- _To do_
Quote all lines below exactly. Images stay out.

- _Data for this task_

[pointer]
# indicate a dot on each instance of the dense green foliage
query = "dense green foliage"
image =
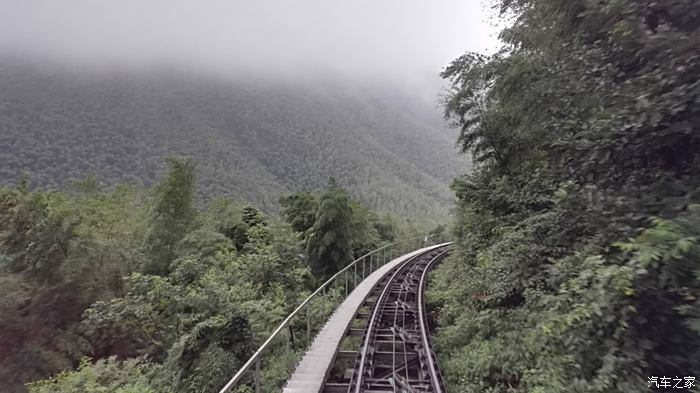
(253, 139)
(163, 296)
(578, 267)
(330, 242)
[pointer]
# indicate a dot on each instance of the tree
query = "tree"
(299, 210)
(172, 214)
(329, 243)
(579, 224)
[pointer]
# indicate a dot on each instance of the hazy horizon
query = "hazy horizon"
(399, 41)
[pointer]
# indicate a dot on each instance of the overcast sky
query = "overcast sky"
(399, 38)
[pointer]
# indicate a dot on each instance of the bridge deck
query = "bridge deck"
(310, 373)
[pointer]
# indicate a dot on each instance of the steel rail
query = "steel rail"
(372, 325)
(254, 360)
(433, 369)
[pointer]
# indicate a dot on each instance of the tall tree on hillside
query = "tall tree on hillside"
(299, 210)
(330, 239)
(172, 215)
(578, 269)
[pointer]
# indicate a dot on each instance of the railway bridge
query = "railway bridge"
(363, 330)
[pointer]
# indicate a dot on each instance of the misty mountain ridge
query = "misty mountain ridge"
(253, 138)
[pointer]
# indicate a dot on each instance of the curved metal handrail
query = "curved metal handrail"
(254, 360)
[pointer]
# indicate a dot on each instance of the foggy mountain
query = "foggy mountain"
(254, 138)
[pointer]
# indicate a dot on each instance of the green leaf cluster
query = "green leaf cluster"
(578, 265)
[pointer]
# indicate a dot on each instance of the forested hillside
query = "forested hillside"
(161, 295)
(577, 268)
(254, 138)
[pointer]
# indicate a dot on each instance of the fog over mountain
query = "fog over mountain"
(402, 40)
(289, 93)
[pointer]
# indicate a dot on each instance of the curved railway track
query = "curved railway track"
(395, 353)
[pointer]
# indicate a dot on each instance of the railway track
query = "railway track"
(394, 353)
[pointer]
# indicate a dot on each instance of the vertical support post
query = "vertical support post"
(355, 266)
(257, 375)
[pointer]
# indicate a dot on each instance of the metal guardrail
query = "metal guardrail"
(350, 275)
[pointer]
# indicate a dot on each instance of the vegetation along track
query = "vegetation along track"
(395, 353)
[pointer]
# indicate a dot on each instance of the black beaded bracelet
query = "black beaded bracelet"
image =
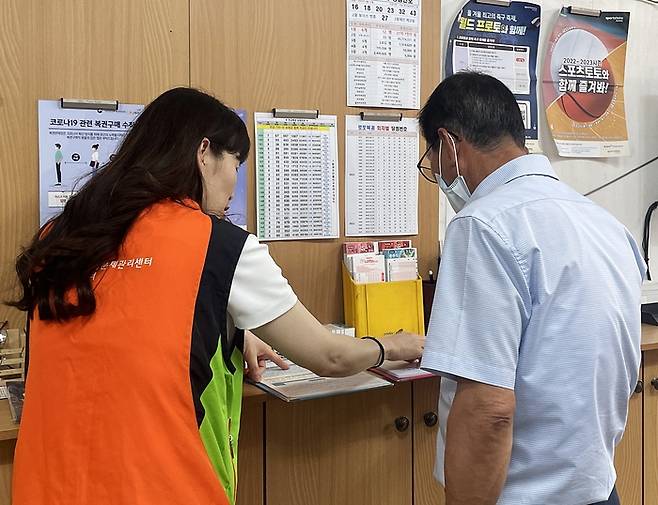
(382, 352)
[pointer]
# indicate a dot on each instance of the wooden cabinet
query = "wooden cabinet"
(351, 449)
(251, 452)
(650, 428)
(373, 447)
(427, 491)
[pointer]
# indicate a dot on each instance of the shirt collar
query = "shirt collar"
(529, 164)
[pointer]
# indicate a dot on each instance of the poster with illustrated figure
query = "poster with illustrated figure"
(583, 83)
(500, 41)
(73, 145)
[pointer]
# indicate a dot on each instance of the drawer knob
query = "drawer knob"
(402, 424)
(639, 387)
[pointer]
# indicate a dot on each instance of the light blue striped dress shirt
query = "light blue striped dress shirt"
(539, 292)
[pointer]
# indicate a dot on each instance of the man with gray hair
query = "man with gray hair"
(535, 327)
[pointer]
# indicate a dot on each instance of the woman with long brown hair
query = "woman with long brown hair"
(138, 295)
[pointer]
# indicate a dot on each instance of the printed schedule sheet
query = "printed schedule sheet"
(383, 53)
(296, 178)
(381, 178)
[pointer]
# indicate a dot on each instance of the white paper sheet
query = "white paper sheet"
(296, 178)
(381, 178)
(86, 140)
(383, 53)
(298, 383)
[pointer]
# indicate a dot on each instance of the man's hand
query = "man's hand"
(256, 353)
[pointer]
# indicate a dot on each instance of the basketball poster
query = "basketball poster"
(500, 41)
(583, 83)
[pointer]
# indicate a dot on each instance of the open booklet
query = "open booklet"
(401, 371)
(298, 383)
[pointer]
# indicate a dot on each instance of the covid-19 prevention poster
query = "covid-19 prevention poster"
(73, 145)
(583, 83)
(500, 41)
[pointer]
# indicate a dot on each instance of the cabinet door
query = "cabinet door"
(352, 449)
(651, 427)
(628, 454)
(427, 491)
(251, 454)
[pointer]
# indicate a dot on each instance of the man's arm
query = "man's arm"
(478, 443)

- _Solution for this exercise_
[pointer]
# indicate a dot on each instance of the dense green foliage
query = "dense green foliage"
image =
(253, 139)
(163, 296)
(578, 267)
(330, 242)
[pointer]
# indicate a dot on each instance of the tree
query = "tree"
(299, 210)
(172, 214)
(329, 243)
(579, 224)
[pointer]
# indicate a dot on each instance of the hazy horizon
query = "hazy horizon"
(399, 41)
[pointer]
# indicate a dot on each instance of the overcast sky
query = "overcast sky"
(399, 38)
[pointer]
# indicate a dot on each instance of the bridge deck
query = "bridge deck"
(310, 373)
[pointer]
# indicate a dot on each instance of the steel rail
query = "steel rail"
(372, 325)
(254, 360)
(433, 369)
[pointer]
# indicate a dot on each instance of the tall tree on hillside
query = "tall tree on hillside"
(299, 210)
(330, 239)
(172, 215)
(578, 269)
[pointer]
# indicate a dot on each instance of the railway bridge
query = "railway bridge"
(363, 330)
[pointer]
# indicate a dot on each instance of the misty mountain ridge
query = "misty mountain ridge"
(253, 138)
[pointer]
# indicate a dot on each instance of the curved metal handrail
query = "curved metal handrail"
(254, 360)
[pointer]
# indicate a dot on each instance of the foggy mountain
query = "foggy mountain"
(254, 138)
[pointer]
# indicate a dot on each instance of the green leaf cluster
query = "green leaf cluster"
(578, 265)
[pointer]
# indicate a dot on each instance of the forested hillside
query = "forested hillside"
(161, 295)
(577, 268)
(254, 138)
[pointer]
# indicate a dot on each instance of the fog over mountain
query = "fog over mountain"
(402, 40)
(289, 93)
[pointer]
# indicate a dot on each instance of the curved railway track
query = "curved railway track"
(395, 353)
[pointer]
# indicate a dot on each instance of the railway track
query = "railway track"
(394, 353)
[pointer]
# indicate a dot on each instance of the vertical support post
query = "vertical support post"
(355, 266)
(257, 375)
[pointer]
# indicate a dot on each instance of the metal guardrail
query = "metal guardrail"
(350, 275)
[pointer]
# indicate a dot on each instance of the vegetation along track
query = "vegetation along track"
(395, 353)
[pointer]
# indicate a dot on each instance of the black beaded bracelet
query = "black beaded bracelet"
image =
(382, 352)
[pointer]
# indicate a dot on each instance of the wooden cabinet
query = "wooden cabinet"
(351, 449)
(251, 452)
(650, 428)
(373, 447)
(427, 491)
[pointer]
# indicate a dot on each instance of the shirt collar
query = "shirt collar"
(529, 164)
[pointer]
# indicate a dot on each instance of the poster with illustrated figure
query = "poster with illustrated figure"
(583, 83)
(500, 41)
(73, 145)
[pointer]
# indicate a dot on each instance of the drawer knob
query = "drawer knob"
(402, 424)
(639, 387)
[pointer]
# indicate a dot on each instance of the light blue striped dress shirt
query = "light blue striped dress shirt"
(539, 292)
[pointer]
# indicate a dot on each instance of the man with gray hair
query = "man with gray hair"
(535, 327)
[pointer]
# indicate a dot on each instance of the woman with long brown hair
query = "woman with long brown hair"
(138, 295)
[pointer]
# indicate a dot on each instance of the printed schedule sheet
query = "printed schedule sheet"
(383, 53)
(296, 178)
(381, 178)
[pointer]
# indicate a dot on each instance of the white paper sheet
query = "white paper sheet"
(296, 178)
(381, 178)
(86, 140)
(383, 53)
(298, 383)
[pointer]
# indicate a dot on each instance of the man's hand
query = "man's hand"
(256, 353)
[pointer]
# indicate a dot on each instance of the basketball poster
query = "basketball poster"
(500, 41)
(583, 83)
[pointer]
# indicate a dot on each instance of the open booklet
query = "open booklet"
(401, 371)
(298, 383)
[pointer]
# indicate a dot on each instance of the covid-19 prevention poster
query = "covid-19 prevention poster"
(73, 145)
(583, 83)
(500, 41)
[pointer]
# indicate a dot on each instance of the cabinet door
query = "cabinet door"
(352, 449)
(651, 427)
(628, 454)
(427, 491)
(251, 454)
[pointer]
# indicate a dot on each instance of the man's arm
query = "man's arm"
(478, 443)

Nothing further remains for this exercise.